GIVEN INSTRUCTION: Copy out the lines from the one holding "target: snow patch" through the one holding "Return the outline of every instance of the snow", both included, with "instance" switched to "occurrence" and nothing else changed.
-- start of EXTRACTED INFORMATION --
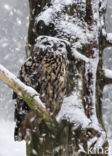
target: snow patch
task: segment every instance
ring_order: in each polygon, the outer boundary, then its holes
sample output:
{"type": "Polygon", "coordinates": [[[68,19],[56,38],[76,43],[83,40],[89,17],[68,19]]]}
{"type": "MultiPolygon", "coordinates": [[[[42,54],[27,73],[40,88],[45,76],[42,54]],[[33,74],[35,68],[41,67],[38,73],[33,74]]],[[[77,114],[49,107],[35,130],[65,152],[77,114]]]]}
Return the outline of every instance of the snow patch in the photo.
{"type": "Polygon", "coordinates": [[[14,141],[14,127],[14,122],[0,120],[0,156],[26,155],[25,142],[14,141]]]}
-- end of EXTRACTED INFORMATION --
-- start of EXTRACTED INFORMATION --
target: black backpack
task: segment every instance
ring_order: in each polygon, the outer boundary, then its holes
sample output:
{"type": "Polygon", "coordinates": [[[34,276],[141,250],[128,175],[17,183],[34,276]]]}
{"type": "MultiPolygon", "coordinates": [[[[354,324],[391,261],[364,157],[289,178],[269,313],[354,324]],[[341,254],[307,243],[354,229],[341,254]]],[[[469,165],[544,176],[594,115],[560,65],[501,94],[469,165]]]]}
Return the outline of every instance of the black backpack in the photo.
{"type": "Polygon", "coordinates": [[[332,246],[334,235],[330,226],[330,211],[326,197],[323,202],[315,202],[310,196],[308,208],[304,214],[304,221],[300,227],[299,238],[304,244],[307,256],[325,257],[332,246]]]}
-- end of EXTRACTED INFORMATION --
-- start of EXTRACTED INFORMATION --
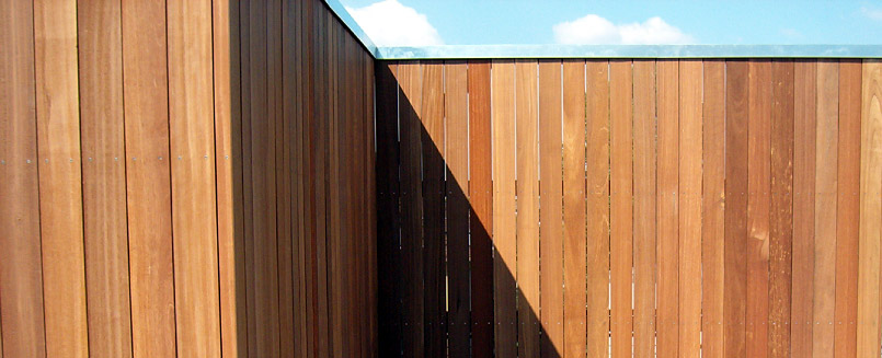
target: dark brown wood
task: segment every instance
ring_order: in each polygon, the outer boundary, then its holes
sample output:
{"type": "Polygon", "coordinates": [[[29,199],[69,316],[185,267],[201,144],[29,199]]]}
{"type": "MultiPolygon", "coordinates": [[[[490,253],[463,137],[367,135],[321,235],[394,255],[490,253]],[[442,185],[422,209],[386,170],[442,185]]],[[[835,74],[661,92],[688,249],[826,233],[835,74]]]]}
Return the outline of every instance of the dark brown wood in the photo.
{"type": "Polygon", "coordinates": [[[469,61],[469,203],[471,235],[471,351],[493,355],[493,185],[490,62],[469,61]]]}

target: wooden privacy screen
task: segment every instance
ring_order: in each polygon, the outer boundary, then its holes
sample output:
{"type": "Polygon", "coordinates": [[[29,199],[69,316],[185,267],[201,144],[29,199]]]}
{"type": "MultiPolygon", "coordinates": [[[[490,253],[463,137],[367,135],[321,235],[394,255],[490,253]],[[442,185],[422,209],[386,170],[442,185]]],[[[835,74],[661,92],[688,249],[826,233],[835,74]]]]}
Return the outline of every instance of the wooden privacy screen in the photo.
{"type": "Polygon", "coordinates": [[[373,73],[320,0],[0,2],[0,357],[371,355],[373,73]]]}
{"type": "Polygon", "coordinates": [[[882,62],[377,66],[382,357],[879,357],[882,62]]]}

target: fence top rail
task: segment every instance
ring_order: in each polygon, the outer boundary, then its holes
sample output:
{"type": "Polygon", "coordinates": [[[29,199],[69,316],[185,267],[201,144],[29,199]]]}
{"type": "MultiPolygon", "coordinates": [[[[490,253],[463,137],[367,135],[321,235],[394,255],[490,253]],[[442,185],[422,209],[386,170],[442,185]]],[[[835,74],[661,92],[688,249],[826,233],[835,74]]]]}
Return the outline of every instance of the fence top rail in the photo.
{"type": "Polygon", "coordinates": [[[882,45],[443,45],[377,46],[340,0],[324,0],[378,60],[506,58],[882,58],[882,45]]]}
-- end of EXTRACTED INFORMATION --
SOLUTION TO THE EXERCISE:
target: snow patch
task: segment every occurrence
ring_order: in each polygon, the outer boundary, then its holes
sample output:
{"type": "Polygon", "coordinates": [[[68,19],[56,38],[76,43],[83,40],[89,17],[68,19]]]}
{"type": "MultiPolygon", "coordinates": [[[[42,54],[27,73],[40,88],[45,76],[42,54]],[[33,74],[35,68],[41,67],[38,73],[33,74]]],[[[77,114],[49,107],[35,130],[65,152],[77,114]]]]}
Return the outline of every occurrence of the snow patch in the photo.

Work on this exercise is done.